Görev Yönergesi> Fuat Edip Baksı'yı ve “Bir Bahar Akşamı” şarkısının hikâyesini anlatan yazıyı son cümlesinin ardından sürdürür müsünüz?

### Kaynak ###

Fuat Edip Baksı
Bu hafta Türk musikisine “Bir Bahar Akşamı”nı armağan etmiş, bir öğretmen-şairden ve söz konusu şarkısının hikayesinden söz etmek istiyorum. Aslen Diyarbakırlı olan ama uzun yıllar İzmir’de edebiyat öğretmenliği yapmış olan Fuat Edip Baksı bu hafta konuğumuz.
1912 ile 1974 yılları arasında yaşamış olan Fuat Edip Baksı İzmir’de yakışıklılığıyla Türkiye’de ise bestelenen şiirleriyle tanınmış bir şahsiyettir.
Fuat Edip Baksı şimdilerde eskisi kadar önemi kalmayan ama kırklı, ellili, hatta altmışlı yıllarda İzmir’in önemli nefes alma mekanlarından biri olan Bahri Baba Parkı’nın akşam üstleri müdavimlerindendir. Akşam üstleri istirahat için geldiği parkta pusetinde bebek gezdiren bir genç mürebbiye dikkatini çeker.
Mürebbiye Hanım göze takılacak kadar alımlıdır. Güzeldir. Üstat bu güzel hanıma karşı duygulanır. Ama edebi ve bulunduğu durum duygularını açıklamaya manidir.

### Sağlanan Malzeme ###

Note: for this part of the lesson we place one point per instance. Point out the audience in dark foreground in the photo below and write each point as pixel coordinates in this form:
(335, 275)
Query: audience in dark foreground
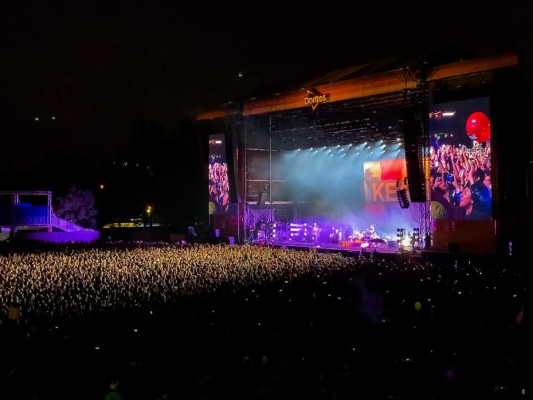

###

Yanıt Aşağıda>
Her akşam üzeri aynı saatte üstat parka gelir, aynı mürebbiye de bakmakta olduğu bebeği o saatlerde gezdirmekle meşguldür. Bu rast gelişler uzun süre devam eder. Lakin üstadın yaşı, bulunduğu statüsü hislerini ortaya koymasına engeldir. Zira İzmir’de üstadı tanımayan yoktur. Beyaz yeleli saçları, siyah çizgili elbisesi, her daim kolalı gömleği ve kravatıyla oluşturduğu siluetiyle üstat İzmir’de yıllar içinde kabul görmüş bir kişiliğin sahibidir.
Kimseye belli etmeden gönlünden ve zihninden geçenleri kağıda döker. Ama şekillenen mısraları kimseye okumaz. Belki de okuyamaz.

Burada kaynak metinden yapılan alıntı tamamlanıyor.